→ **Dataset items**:
*** Begin section ***

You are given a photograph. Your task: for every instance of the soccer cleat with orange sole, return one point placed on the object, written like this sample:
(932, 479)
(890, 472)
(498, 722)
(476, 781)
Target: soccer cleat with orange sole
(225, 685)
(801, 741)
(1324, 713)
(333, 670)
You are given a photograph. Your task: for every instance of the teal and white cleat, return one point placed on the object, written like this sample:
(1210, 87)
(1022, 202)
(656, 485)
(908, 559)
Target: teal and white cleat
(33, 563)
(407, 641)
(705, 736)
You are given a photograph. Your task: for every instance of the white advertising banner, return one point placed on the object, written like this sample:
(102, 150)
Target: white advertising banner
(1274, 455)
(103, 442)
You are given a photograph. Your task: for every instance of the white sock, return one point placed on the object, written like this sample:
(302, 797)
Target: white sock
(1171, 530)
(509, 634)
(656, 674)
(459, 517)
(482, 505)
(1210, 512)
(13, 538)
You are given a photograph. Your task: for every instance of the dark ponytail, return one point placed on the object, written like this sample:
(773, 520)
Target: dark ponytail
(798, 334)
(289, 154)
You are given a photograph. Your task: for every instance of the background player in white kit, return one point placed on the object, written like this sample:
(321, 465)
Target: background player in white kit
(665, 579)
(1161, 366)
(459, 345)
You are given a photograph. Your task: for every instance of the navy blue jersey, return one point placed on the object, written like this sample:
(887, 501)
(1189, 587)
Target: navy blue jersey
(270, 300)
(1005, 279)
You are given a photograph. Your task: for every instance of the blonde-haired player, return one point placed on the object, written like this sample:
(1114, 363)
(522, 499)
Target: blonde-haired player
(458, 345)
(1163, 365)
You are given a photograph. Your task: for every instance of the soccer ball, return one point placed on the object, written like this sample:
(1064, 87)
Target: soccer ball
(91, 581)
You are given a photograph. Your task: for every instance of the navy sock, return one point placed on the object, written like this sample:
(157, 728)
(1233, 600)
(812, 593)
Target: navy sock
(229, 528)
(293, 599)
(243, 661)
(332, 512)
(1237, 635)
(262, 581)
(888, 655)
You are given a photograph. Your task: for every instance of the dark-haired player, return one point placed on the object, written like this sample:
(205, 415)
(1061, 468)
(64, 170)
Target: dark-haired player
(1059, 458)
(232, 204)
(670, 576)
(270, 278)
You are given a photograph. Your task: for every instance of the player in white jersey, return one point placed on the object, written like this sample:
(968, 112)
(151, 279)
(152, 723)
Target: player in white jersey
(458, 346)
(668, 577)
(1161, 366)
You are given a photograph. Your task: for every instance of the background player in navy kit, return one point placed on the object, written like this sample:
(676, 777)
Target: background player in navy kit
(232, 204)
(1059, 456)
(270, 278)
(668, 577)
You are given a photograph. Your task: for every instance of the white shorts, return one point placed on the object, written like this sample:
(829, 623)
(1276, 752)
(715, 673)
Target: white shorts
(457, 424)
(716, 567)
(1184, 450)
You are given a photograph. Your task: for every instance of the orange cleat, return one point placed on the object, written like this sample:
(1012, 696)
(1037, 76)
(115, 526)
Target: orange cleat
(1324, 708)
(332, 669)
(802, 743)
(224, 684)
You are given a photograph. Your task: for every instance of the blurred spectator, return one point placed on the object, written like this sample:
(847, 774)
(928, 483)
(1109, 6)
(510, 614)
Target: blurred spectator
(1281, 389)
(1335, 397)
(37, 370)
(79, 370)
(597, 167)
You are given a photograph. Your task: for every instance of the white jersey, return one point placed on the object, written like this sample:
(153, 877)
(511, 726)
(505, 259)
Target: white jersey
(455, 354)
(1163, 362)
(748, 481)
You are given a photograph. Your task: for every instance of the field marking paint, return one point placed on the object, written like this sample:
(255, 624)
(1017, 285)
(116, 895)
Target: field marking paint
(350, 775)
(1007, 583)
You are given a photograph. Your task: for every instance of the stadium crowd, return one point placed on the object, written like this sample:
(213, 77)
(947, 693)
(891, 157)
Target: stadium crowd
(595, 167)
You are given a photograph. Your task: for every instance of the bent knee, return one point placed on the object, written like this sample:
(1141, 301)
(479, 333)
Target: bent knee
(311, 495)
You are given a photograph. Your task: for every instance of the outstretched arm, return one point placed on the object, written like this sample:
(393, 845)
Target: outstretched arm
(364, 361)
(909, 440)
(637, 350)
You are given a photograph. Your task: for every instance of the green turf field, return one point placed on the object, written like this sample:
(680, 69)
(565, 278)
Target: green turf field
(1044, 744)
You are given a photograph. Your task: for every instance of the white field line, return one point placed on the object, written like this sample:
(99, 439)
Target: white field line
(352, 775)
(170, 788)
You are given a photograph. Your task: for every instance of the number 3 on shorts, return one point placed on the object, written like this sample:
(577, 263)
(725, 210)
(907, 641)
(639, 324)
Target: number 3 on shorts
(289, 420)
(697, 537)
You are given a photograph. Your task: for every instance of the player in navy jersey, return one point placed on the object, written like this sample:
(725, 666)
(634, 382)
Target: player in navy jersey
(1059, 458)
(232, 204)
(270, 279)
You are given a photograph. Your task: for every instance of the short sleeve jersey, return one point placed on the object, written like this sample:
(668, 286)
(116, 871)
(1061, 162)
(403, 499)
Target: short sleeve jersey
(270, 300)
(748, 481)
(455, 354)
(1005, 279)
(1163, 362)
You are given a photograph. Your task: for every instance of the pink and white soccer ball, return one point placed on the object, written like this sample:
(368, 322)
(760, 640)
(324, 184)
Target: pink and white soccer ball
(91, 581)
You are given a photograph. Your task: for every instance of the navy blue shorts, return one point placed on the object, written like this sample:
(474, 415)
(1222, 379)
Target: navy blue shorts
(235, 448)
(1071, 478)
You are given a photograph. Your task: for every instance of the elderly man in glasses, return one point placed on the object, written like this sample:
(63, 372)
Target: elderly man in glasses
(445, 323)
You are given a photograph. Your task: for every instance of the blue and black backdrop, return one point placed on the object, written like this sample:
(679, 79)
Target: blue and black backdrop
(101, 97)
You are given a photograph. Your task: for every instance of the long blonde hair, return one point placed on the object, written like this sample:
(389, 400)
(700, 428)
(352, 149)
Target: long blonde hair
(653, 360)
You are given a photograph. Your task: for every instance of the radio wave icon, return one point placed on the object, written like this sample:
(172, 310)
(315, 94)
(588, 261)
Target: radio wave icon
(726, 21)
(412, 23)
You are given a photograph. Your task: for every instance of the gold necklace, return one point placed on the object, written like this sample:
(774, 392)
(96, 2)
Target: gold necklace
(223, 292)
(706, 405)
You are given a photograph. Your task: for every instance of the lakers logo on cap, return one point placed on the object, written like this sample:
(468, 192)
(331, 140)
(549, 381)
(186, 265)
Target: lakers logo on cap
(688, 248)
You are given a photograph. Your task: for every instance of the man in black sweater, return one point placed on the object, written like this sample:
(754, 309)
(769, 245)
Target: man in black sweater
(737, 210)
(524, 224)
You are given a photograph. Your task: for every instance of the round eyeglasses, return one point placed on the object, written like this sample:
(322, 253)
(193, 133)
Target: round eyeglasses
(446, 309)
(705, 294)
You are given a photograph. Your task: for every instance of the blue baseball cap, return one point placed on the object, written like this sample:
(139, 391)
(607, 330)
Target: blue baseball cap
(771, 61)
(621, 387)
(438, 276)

*** End section ***

→ **WHAT YOU ARE ASKED TO DO**: Write all of the records out again exactly.

→ **ANSWER SECTION**:
You are given a photograph. Your task: for every instance of the soccer cleat with orange sole, return one point placed on the object, written like this sample:
(932, 479)
(890, 472)
(498, 722)
(476, 781)
Target: soccer cleat with orange sole
(225, 685)
(801, 741)
(1324, 713)
(333, 670)
You are given a photograph. Your task: for every instance of the teal and white cleat, return one point placed on the object, written like this sample:
(1210, 87)
(1022, 202)
(656, 485)
(908, 559)
Target: teal and white cleat
(33, 563)
(407, 641)
(705, 736)
You are given a photograph. Your task: for every instance of the white advertising banner, return one point placed on the object, written like this sample:
(102, 150)
Target: white advertising banner
(1274, 455)
(103, 442)
You are given a photograph. Your task: for every instance of the white sock, return one point placed on the object, written like this sample:
(302, 797)
Target: white sock
(1171, 530)
(509, 634)
(656, 674)
(459, 517)
(482, 505)
(1210, 512)
(13, 538)
You are given a photograph. Your task: for every instance of the dark ponytail, return one point placed on the object, written like this sample:
(773, 520)
Target: dark ponytail
(798, 334)
(289, 154)
You are given a photograph. Your task: for every instance of the background player in white kit, return one point placed on the object, written like this sample:
(321, 465)
Target: background player in white kit
(665, 579)
(1161, 366)
(459, 345)
You are given a photograph. Your task: for every instance of the navy blue jersey, return one point placed on the object, written like this sample:
(887, 501)
(1189, 587)
Target: navy blue jersey
(270, 300)
(1005, 279)
You are given a photograph. Your task: for every instance of the blonde-haired player, return one point placed on the object, written like this sample:
(1114, 363)
(522, 499)
Target: blonde-haired player
(458, 345)
(1163, 365)
You are given a photograph. Your task: for every instance of the soccer ball, return one point placed on the object, written like this sample:
(1064, 87)
Target: soccer ball
(91, 581)
You are given a photograph. Your task: for every instance of the navy sock, return one point placed on the object, written like this sample:
(157, 728)
(1233, 600)
(812, 593)
Target: navy sock
(229, 528)
(293, 599)
(243, 661)
(332, 512)
(1237, 635)
(262, 581)
(888, 655)
You are given a photograph. Your task: for every instance of the dark-haired player, return one point placed on the object, written like this sample:
(205, 415)
(1061, 468)
(64, 170)
Target: dark-haired player
(1059, 458)
(232, 204)
(670, 576)
(270, 278)
You are given a photograph. Your task: for every instance of the player in white jersey, return one point placed on the object, written like this sample:
(968, 112)
(151, 279)
(152, 723)
Target: player in white jersey
(458, 346)
(668, 577)
(1161, 366)
You are given a photograph. Your task: for every instance of the background player in navy kit, return one point placed on the object, written like this sample:
(676, 777)
Target: background player in navy kit
(232, 204)
(1059, 456)
(270, 278)
(668, 577)
You are given a photograph. Your task: for every instance of the white shorts, return one point placed on the object, written like this sample:
(829, 623)
(1276, 752)
(715, 673)
Target: white shorts
(457, 424)
(716, 567)
(1184, 450)
You are given a photograph. Your task: for every instance of the orange cleat, return one point placed on the object, written like this sample:
(1012, 696)
(1037, 76)
(115, 526)
Target: orange cleat
(1324, 708)
(332, 669)
(802, 743)
(224, 684)
You are given a photograph. Your task: for every instance of the blurred spectator, return one point placed on the object, written like this sample:
(847, 774)
(928, 483)
(1109, 6)
(510, 614)
Target: blurred spectator
(1281, 389)
(1335, 397)
(37, 370)
(79, 370)
(597, 167)
You are given a photograph. Your task: for every instance of the white jersey, return one point placed on the object, written like this sample:
(153, 877)
(511, 726)
(505, 259)
Target: white jersey
(455, 354)
(1163, 362)
(748, 481)
You are given a photograph. Your task: for every instance of the field marking paint, return one point placed on the object, written like this sample:
(255, 624)
(1017, 285)
(116, 895)
Target: field marking paint
(350, 775)
(1007, 583)
You are given a photograph. Your task: for every instance of the stadium crowd, return one point placed on the object, written like this sample:
(213, 77)
(947, 693)
(891, 157)
Target: stadium crowd
(595, 167)
You are given a photograph. Your task: for every instance of the bent knee, return one point placed on the object, written like this sample:
(1141, 301)
(479, 333)
Target: bent knee
(311, 495)
You are given a photograph. Your task: for every instance of the outstretched arm, return one point placed on the object, written like this sample:
(393, 845)
Target: outstretched arm
(364, 361)
(909, 440)
(637, 350)
You are given a photograph. Your task: for every instance of the green turf field, return one point placed on the object, written like this sample:
(680, 69)
(565, 278)
Target: green turf field
(1044, 744)
You are given a photograph. Your task: for every instance of the white field line, return one point placed on the object, written like this sample:
(99, 439)
Target: white field line
(352, 775)
(170, 788)
You are given a photograph. Your task: for every instance of the number 3 on shorts, return one point placed on the object, written like this sample:
(577, 263)
(725, 210)
(907, 641)
(639, 324)
Target: number 3 on shorts
(289, 420)
(697, 537)
You are given a photograph. Your task: for every instance of the player in navy jersey, return one point placed on the object, written like this sample:
(725, 666)
(634, 382)
Target: player in navy jersey
(1059, 458)
(232, 204)
(270, 279)
You are given a photograph. Your task: for every instance of the short sleeve jersey, return one point placed on the object, written like this sample:
(668, 286)
(116, 871)
(1061, 162)
(403, 499)
Target: short sleeve jersey
(270, 300)
(748, 481)
(455, 354)
(1005, 279)
(1163, 362)
You are given a photograph. Your task: for every instance of the pink and white soccer ball, return one point placed on the object, written like this sample:
(368, 322)
(760, 640)
(324, 184)
Target: pink and white soccer ball
(91, 581)
You are given a photograph. Your task: for every instance of the navy blue shorts, return one point placed on the object, written like this sample:
(474, 415)
(1222, 379)
Target: navy blue shorts
(235, 448)
(1071, 478)
You are given a photograph. Your task: for every instance of the elderly man in glasses, return one point placed on the object, written like this sample:
(63, 372)
Target: elderly man in glasses
(445, 323)
You are given a photograph. Your task: for every instance of the blue and black backdrop, return one point placed on the object, written like this sample:
(679, 79)
Target: blue and black backdrop
(101, 97)
You are given a photograph. Your task: for every instance of the long blonde hair, return one point placed on the object, written like this sample:
(389, 400)
(700, 428)
(352, 149)
Target: long blonde hair
(653, 360)
You are given a photograph. Your task: for every instance of the radio wave icon, return one point placed on the object, written like this sample:
(172, 310)
(315, 94)
(588, 261)
Target: radio wave icon
(726, 21)
(412, 23)
You are given a photograph. Your task: for every instance of the gold necklace, return one point placed on the object, written like this sample:
(774, 392)
(96, 2)
Target: gold necklace
(223, 292)
(706, 405)
You are given a photograph. Your task: for every instance of the lakers logo on cap, return one point placed on the object, written like this sample:
(468, 192)
(331, 140)
(549, 381)
(186, 265)
Target: lakers logo on cap
(688, 248)
You are given a photograph. Your task: for every instance of the man in black sweater, return one point placed on the object, written like this sample:
(754, 309)
(769, 245)
Target: man in black sweater
(737, 210)
(524, 224)
You are given a photograph. Your task: for every instance of the round eyeglasses, return one point placed on the object, written like this sample:
(322, 253)
(193, 133)
Target: round eyeglasses
(446, 309)
(705, 294)
You are given a photograph. Your task: for every instance of the blue baseball cap, return one point placed on the object, written like this sample:
(139, 391)
(607, 330)
Target: blue baseball cap
(771, 61)
(621, 387)
(438, 276)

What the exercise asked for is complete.